>>
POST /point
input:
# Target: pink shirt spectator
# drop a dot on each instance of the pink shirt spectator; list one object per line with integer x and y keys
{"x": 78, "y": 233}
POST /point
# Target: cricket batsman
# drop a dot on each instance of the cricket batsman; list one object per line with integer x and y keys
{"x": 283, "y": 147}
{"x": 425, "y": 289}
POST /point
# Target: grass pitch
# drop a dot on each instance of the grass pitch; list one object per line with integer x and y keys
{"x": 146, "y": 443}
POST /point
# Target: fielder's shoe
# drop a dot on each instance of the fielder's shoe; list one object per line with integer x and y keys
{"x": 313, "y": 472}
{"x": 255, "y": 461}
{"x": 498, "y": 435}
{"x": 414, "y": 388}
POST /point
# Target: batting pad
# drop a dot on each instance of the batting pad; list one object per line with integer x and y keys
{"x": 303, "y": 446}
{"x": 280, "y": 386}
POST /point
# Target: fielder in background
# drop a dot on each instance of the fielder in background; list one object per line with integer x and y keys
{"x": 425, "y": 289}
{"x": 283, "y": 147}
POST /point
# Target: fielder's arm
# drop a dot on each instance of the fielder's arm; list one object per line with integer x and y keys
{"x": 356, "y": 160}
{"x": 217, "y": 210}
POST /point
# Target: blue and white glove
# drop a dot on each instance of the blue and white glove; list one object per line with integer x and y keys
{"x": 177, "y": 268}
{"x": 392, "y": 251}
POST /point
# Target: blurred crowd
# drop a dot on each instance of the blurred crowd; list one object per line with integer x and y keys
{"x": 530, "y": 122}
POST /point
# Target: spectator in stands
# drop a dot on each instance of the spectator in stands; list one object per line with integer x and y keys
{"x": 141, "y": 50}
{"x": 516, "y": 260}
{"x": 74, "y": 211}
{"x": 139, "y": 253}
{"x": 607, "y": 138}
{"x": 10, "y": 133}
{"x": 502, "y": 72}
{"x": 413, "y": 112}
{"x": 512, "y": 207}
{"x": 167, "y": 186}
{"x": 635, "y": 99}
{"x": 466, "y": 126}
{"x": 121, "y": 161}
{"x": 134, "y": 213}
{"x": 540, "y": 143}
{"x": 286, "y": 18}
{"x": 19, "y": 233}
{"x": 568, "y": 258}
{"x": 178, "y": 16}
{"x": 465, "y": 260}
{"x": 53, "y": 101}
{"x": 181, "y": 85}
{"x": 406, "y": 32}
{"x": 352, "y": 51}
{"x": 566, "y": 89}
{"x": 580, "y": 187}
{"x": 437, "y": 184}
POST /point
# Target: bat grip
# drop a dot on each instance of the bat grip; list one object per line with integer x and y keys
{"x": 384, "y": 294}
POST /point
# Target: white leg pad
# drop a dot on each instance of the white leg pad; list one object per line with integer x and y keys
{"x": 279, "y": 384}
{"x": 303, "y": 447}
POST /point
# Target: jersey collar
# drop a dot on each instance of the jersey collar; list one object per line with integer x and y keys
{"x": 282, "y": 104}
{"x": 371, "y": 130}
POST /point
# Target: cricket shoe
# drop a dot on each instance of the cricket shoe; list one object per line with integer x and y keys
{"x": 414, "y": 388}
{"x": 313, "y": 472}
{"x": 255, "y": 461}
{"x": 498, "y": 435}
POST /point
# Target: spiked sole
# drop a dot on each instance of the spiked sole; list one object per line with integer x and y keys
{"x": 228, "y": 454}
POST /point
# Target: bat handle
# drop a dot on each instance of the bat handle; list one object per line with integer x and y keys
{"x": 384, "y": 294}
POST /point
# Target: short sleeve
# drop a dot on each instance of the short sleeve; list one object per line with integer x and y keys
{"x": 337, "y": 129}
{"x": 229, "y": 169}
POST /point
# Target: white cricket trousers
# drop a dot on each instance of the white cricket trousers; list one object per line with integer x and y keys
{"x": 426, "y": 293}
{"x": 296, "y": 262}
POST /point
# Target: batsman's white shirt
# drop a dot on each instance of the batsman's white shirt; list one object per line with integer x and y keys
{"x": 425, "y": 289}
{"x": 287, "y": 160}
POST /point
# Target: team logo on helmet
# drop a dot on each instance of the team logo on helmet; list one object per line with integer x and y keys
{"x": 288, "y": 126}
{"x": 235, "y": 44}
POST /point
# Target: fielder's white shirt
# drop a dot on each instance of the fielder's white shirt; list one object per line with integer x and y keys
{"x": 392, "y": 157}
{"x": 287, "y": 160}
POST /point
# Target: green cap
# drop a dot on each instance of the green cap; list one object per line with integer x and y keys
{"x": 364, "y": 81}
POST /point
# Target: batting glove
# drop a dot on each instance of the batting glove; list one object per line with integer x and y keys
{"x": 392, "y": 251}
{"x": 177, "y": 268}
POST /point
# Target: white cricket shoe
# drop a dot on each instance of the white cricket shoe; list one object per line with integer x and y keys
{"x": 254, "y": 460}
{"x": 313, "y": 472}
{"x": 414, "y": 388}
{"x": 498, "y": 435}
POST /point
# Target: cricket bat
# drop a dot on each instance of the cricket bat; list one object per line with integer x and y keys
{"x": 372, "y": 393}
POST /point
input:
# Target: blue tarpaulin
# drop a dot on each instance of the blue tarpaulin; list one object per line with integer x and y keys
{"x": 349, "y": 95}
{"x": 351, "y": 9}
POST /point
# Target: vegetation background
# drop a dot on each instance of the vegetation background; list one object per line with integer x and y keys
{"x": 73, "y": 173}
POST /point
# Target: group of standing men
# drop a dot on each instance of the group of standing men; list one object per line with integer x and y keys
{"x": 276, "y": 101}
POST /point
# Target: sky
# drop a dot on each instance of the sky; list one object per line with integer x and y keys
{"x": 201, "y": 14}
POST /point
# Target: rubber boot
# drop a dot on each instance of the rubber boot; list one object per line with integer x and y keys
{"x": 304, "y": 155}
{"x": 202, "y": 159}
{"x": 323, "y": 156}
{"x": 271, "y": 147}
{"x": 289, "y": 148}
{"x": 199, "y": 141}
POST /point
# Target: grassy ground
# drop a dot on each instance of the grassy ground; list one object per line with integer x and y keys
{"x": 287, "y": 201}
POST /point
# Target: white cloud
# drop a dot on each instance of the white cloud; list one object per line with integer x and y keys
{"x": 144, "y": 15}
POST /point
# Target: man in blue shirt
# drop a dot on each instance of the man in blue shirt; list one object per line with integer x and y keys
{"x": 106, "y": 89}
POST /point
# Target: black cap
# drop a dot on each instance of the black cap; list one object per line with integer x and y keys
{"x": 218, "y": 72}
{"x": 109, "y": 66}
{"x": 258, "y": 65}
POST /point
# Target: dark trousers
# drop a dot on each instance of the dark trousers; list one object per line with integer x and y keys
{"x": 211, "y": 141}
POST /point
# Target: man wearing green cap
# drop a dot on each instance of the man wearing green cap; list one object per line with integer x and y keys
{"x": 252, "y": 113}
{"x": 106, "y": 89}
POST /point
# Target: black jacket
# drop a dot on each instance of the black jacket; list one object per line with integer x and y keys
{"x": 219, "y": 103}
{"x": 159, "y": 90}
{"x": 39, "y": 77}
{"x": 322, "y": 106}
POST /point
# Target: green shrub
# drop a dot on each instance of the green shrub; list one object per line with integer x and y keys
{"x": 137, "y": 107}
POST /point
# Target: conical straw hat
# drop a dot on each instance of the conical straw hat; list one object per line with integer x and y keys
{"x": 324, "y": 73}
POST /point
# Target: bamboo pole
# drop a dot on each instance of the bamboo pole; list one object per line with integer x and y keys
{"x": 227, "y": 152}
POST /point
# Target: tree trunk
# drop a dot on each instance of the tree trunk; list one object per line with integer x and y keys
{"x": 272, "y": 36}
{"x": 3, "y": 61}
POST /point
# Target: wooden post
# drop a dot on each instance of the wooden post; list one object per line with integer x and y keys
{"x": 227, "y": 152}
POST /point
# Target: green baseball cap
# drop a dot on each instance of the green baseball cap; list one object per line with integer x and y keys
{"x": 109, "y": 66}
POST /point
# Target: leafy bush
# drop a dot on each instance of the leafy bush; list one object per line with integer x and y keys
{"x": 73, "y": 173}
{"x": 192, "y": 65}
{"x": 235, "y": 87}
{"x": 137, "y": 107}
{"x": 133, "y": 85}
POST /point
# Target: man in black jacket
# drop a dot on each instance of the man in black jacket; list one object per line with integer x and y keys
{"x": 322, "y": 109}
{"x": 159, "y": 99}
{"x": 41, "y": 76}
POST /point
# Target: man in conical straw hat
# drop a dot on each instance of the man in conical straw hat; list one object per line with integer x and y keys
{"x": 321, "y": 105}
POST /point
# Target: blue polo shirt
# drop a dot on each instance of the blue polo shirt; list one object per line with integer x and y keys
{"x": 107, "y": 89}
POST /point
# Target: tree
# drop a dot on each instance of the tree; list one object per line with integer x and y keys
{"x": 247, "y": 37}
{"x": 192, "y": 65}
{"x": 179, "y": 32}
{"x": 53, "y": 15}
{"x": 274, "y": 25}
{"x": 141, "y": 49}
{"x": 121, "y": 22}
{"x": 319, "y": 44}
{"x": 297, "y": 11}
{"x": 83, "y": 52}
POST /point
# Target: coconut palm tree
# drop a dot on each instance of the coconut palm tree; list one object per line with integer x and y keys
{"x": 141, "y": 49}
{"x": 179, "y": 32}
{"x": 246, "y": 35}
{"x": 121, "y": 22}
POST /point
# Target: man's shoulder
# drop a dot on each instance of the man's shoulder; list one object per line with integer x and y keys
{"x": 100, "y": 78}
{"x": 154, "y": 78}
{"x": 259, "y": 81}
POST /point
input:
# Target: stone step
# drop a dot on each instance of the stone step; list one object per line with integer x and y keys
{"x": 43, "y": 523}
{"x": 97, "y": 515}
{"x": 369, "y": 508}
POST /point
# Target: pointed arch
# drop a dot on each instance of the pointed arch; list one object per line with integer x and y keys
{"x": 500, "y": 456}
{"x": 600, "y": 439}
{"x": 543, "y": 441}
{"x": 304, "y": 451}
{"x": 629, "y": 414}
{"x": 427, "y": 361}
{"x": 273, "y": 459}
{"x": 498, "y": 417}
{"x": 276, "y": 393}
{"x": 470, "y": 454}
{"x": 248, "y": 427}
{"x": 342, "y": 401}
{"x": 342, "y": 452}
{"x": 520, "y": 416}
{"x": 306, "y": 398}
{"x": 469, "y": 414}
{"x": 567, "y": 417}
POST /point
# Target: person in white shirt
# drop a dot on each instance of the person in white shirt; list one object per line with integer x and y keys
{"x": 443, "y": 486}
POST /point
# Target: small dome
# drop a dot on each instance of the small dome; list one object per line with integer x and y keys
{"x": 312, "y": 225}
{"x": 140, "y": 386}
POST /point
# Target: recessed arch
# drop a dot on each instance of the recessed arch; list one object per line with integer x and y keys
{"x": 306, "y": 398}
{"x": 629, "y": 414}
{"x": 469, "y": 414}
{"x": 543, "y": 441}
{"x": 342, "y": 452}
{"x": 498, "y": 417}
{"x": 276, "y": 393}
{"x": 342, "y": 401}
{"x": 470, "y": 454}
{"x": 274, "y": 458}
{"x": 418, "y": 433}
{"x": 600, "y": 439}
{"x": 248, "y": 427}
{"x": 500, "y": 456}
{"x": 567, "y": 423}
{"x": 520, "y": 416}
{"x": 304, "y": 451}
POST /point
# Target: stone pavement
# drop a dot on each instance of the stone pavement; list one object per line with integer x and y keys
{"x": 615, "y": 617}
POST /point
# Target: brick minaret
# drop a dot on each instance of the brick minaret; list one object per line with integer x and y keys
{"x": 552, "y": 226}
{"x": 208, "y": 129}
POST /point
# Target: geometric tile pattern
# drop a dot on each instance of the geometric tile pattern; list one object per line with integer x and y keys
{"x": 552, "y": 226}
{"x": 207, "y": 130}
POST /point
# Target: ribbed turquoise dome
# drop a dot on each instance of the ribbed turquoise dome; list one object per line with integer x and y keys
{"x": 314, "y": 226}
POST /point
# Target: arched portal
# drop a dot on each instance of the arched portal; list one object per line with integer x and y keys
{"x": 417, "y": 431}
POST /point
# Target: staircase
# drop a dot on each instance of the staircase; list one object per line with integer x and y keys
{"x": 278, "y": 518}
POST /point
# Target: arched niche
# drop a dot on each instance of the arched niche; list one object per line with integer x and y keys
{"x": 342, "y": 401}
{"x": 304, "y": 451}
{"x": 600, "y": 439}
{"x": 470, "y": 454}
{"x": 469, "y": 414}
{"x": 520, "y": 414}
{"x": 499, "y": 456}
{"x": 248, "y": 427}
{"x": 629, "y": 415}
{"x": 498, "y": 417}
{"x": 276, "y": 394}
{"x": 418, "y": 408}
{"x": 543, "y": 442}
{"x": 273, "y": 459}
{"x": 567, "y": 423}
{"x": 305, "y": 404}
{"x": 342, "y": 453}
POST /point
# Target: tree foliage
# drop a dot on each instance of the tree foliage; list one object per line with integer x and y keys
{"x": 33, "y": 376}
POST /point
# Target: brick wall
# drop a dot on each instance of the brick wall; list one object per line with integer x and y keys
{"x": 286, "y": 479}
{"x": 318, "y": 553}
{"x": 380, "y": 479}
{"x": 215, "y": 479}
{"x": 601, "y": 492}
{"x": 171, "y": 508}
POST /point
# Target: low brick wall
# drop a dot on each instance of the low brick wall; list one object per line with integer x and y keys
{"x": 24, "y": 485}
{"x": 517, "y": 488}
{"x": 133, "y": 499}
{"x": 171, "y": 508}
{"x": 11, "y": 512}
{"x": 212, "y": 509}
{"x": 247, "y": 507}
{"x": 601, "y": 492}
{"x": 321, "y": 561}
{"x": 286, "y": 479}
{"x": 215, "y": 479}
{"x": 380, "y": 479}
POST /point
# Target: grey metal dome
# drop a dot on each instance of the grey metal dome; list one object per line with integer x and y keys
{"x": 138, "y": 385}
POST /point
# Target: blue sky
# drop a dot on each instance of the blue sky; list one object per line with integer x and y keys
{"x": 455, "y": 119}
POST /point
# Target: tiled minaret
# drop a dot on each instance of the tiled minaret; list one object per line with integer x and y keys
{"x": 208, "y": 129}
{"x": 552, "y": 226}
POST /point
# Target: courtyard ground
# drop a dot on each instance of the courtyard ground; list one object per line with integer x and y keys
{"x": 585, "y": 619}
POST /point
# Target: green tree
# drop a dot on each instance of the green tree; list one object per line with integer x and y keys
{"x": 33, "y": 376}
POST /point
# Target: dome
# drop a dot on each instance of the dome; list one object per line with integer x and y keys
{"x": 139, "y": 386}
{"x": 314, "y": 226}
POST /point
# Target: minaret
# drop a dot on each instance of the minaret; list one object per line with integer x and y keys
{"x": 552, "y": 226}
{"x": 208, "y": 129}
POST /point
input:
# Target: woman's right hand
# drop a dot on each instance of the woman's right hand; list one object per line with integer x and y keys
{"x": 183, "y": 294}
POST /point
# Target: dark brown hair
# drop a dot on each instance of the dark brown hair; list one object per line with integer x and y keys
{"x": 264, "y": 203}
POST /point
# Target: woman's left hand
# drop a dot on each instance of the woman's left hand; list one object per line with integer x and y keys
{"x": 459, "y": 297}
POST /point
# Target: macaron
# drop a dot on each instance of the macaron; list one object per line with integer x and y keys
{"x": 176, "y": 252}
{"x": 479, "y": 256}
<<
**任务要求**
找出上面列表中含有单词“geometric”的每一行，并逐行抄出。匹配时区分大小写。

**完整输出**
# Target: geometric tile pattern
# drop a dot on each instance of the geometric tile pattern; list one object per line with integer x and y keys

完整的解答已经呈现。